*Material for the task*
· · · · ·

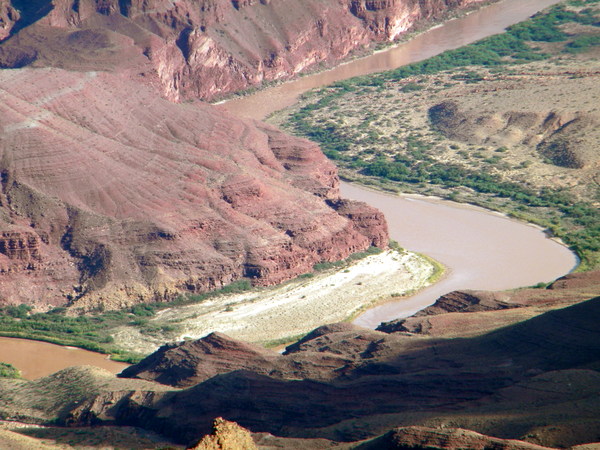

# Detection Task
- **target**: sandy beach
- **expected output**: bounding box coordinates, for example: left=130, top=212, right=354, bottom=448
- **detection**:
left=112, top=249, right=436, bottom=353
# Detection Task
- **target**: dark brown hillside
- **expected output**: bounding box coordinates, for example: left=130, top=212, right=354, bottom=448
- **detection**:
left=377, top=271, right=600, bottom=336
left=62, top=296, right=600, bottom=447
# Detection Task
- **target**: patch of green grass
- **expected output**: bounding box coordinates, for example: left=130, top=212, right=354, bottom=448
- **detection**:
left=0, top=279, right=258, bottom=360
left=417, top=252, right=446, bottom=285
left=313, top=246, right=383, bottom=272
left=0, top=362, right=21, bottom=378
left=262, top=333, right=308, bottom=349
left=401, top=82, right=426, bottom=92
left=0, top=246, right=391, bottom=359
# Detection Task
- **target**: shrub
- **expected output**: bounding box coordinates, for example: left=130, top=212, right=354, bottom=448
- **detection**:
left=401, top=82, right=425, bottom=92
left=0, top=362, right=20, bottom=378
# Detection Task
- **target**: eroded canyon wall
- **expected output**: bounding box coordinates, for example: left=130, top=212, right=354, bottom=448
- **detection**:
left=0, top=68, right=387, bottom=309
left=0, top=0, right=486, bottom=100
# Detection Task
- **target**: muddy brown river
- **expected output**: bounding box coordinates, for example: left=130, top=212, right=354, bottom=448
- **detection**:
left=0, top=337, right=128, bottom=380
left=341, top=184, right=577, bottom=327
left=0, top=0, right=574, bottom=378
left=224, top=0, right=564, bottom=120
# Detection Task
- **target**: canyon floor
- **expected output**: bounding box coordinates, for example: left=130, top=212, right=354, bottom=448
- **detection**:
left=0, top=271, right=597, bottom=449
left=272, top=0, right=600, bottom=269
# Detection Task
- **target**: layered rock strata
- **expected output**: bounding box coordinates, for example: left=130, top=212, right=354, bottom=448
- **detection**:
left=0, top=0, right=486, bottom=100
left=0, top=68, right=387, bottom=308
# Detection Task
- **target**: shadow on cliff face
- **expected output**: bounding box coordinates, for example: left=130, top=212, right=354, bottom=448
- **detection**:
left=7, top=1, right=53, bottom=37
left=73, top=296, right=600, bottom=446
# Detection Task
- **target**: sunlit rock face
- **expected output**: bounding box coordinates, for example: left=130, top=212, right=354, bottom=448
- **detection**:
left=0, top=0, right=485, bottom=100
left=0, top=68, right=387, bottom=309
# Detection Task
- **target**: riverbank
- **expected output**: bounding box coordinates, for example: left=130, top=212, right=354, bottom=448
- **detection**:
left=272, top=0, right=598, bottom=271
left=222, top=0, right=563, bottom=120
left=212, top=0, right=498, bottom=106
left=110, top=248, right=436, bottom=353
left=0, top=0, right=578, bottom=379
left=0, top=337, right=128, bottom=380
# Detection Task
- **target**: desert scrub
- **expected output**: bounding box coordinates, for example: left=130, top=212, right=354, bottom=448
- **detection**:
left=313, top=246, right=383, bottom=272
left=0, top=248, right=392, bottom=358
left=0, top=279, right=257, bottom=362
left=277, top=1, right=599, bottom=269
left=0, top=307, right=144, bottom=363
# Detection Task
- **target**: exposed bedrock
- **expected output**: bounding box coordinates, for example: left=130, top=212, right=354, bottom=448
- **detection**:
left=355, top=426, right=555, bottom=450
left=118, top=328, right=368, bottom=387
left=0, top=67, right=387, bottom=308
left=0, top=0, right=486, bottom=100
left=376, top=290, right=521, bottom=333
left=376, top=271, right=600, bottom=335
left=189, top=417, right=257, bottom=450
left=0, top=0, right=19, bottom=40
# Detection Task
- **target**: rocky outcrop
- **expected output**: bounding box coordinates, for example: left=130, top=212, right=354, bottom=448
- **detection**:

· · · · ·

*Assignment*
Without any of the pictures, reproduce the listing above exactly.

*Output*
# Detection Task
- **target**: sandy beach
- **expected output**: bounding box coordinates, for example: left=130, top=212, right=354, bottom=448
- **detection**:
left=112, top=249, right=436, bottom=353
# Detection Task
- **target**: dark brown hillside
- **expected output**: bounding box coordinates, for example: left=130, top=212, right=354, bottom=448
- **detection**:
left=377, top=271, right=600, bottom=336
left=62, top=296, right=600, bottom=447
# Detection Task
- **target**: patch of green grass
- **expected output**: bounding box coordinates, for example: left=130, top=212, right=354, bottom=448
- **detection**:
left=0, top=279, right=258, bottom=360
left=417, top=252, right=446, bottom=285
left=313, top=246, right=383, bottom=272
left=0, top=362, right=21, bottom=378
left=262, top=333, right=308, bottom=349
left=401, top=82, right=426, bottom=92
left=0, top=246, right=391, bottom=359
# Detection Task
- **target**: shrub
- **expected output**: bounding box coordinates, for example: left=130, top=212, right=354, bottom=448
- **detection**:
left=401, top=82, right=425, bottom=92
left=0, top=362, right=20, bottom=378
# Detection Task
- **target**: eroded canyon wall
- **expected output**: bounding box coordinates, for example: left=130, top=212, right=354, bottom=448
- **detection**:
left=0, top=68, right=387, bottom=309
left=0, top=0, right=486, bottom=100
# Detection Task
- **target**: muddy brown river
- **expected output**: bounding box coordinates, for example: left=130, top=212, right=354, bottom=448
- **detection**:
left=0, top=337, right=128, bottom=380
left=341, top=184, right=577, bottom=327
left=0, top=0, right=574, bottom=378
left=224, top=0, right=564, bottom=120
# Detection Task
- **target**: canyon floor
- **expected output**: bounding box coordinates, for example: left=130, top=212, right=354, bottom=448
- **detection**:
left=0, top=271, right=597, bottom=449
left=272, top=0, right=600, bottom=269
# Detection Task
- **target**: layered rock strata
- **expected output**: bounding box coordinates, for example: left=130, top=212, right=354, bottom=448
- **detection**:
left=0, top=0, right=486, bottom=100
left=0, top=68, right=387, bottom=308
# Detection Task
- **target**: shadow on cliff face
- **expected output**: bounding box coordinates, for example: left=130, top=212, right=354, bottom=448
- **detection**:
left=7, top=1, right=53, bottom=37
left=73, top=296, right=600, bottom=446
# Detection Task
- **target**: sunlit rock face
- **expected output**: bounding box coordinates, for example: left=130, top=212, right=354, bottom=448
- **detection**:
left=0, top=0, right=485, bottom=100
left=0, top=68, right=387, bottom=309
# Detection Task
- **target**: riverbank
- **expected output**: bounding box coordinates, for example: left=130, top=212, right=354, bottom=448
- **detection**:
left=272, top=0, right=598, bottom=271
left=222, top=0, right=563, bottom=120
left=212, top=0, right=498, bottom=106
left=110, top=248, right=436, bottom=353
left=0, top=0, right=578, bottom=379
left=0, top=337, right=128, bottom=380
# Detection Task
- **target**: desert scrub
- **expected output**: bounding box coordinates, for example: left=130, top=212, right=354, bottom=448
- **detection**:
left=313, top=246, right=383, bottom=272
left=0, top=248, right=392, bottom=358
left=0, top=279, right=257, bottom=362
left=277, top=1, right=599, bottom=269
left=0, top=307, right=144, bottom=363
# Detection Task
- **target**: exposed bedrock
- **expected output**: bounding box coordinates, for example: left=130, top=212, right=354, bottom=448
- **detection**:
left=355, top=426, right=555, bottom=450
left=118, top=328, right=368, bottom=387
left=0, top=67, right=387, bottom=308
left=0, top=0, right=486, bottom=100
left=376, top=290, right=521, bottom=333
left=376, top=271, right=600, bottom=335
left=189, top=417, right=257, bottom=450
left=0, top=0, right=19, bottom=40
# Detection Task
- **target**: rocky outcrop
- **expected output**: bounding box coordinates, for example: left=130, top=212, right=354, bottom=448
- **detection**:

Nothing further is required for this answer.